Print, unchanged, the lines of data below from the line with "Locate the street" through the line with "left=0, top=120, right=59, bottom=148", including both of those lines.
________________
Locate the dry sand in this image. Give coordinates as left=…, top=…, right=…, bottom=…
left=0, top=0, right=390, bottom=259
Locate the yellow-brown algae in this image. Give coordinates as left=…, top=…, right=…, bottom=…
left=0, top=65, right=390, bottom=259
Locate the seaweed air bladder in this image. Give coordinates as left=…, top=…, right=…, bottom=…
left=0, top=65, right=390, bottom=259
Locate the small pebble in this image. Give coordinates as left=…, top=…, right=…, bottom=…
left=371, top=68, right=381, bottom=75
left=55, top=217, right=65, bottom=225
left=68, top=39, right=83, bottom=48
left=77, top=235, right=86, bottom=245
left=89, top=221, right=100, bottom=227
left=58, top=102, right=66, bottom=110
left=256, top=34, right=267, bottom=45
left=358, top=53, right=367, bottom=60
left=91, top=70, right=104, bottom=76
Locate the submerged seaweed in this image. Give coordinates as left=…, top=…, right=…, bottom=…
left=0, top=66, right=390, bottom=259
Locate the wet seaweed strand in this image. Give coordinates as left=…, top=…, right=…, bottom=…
________________
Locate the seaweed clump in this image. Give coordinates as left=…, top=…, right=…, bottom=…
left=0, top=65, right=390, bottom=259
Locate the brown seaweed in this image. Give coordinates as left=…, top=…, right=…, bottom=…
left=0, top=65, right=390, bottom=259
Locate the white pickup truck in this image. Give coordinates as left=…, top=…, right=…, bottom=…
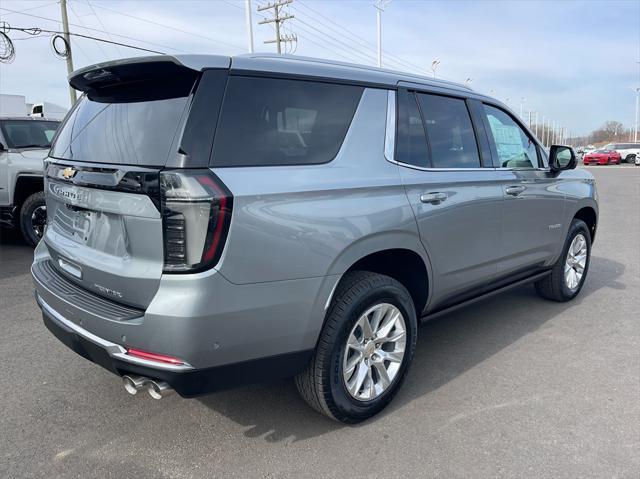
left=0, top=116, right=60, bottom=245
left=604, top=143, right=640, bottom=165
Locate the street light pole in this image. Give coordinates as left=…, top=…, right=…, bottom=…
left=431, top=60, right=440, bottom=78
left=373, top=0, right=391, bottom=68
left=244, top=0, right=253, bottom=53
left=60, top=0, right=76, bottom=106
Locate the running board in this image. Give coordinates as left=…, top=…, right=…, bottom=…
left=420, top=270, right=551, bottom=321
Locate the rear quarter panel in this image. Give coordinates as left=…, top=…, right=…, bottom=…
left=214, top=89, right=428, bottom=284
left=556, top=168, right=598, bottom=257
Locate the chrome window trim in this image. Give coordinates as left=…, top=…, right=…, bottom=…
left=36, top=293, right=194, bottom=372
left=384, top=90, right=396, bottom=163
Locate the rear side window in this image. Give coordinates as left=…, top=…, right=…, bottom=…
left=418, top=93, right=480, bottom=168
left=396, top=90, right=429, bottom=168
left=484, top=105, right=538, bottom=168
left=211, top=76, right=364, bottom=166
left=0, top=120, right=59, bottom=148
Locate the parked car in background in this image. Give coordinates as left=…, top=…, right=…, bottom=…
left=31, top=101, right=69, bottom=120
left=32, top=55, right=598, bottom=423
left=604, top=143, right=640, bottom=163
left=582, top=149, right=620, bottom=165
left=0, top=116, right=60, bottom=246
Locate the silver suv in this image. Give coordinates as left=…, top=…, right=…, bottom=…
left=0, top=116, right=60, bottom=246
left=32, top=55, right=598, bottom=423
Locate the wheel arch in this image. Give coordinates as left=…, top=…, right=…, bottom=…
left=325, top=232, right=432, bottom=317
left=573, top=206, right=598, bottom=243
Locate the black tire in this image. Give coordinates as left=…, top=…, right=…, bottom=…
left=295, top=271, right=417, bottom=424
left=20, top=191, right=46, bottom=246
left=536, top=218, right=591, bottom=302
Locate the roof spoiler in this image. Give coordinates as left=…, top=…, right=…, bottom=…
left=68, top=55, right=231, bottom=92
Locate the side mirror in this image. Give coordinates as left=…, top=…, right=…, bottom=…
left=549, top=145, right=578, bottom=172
________________
_Task response_
Locate the street light pole in this image. Give coordinates as left=…, top=…, right=…, bottom=…
left=431, top=60, right=440, bottom=78
left=373, top=0, right=391, bottom=68
left=244, top=0, right=253, bottom=53
left=60, top=0, right=76, bottom=106
Locate the running board in this image. Give coordinates as left=…, top=…, right=…, bottom=…
left=420, top=270, right=551, bottom=321
Locate the rear quarter panel in this image. Give coordinates as left=…, top=…, right=…, bottom=…
left=214, top=89, right=428, bottom=284
left=556, top=168, right=598, bottom=257
Locate the chrome window trim in this image. Give coordinates as left=…, top=…, right=…, bottom=…
left=36, top=293, right=194, bottom=372
left=384, top=90, right=396, bottom=163
Locate the rear side window in this image. Give coordinates as left=…, top=…, right=…, bottom=…
left=418, top=93, right=480, bottom=168
left=396, top=90, right=429, bottom=168
left=484, top=105, right=538, bottom=168
left=211, top=76, right=364, bottom=166
left=0, top=120, right=59, bottom=148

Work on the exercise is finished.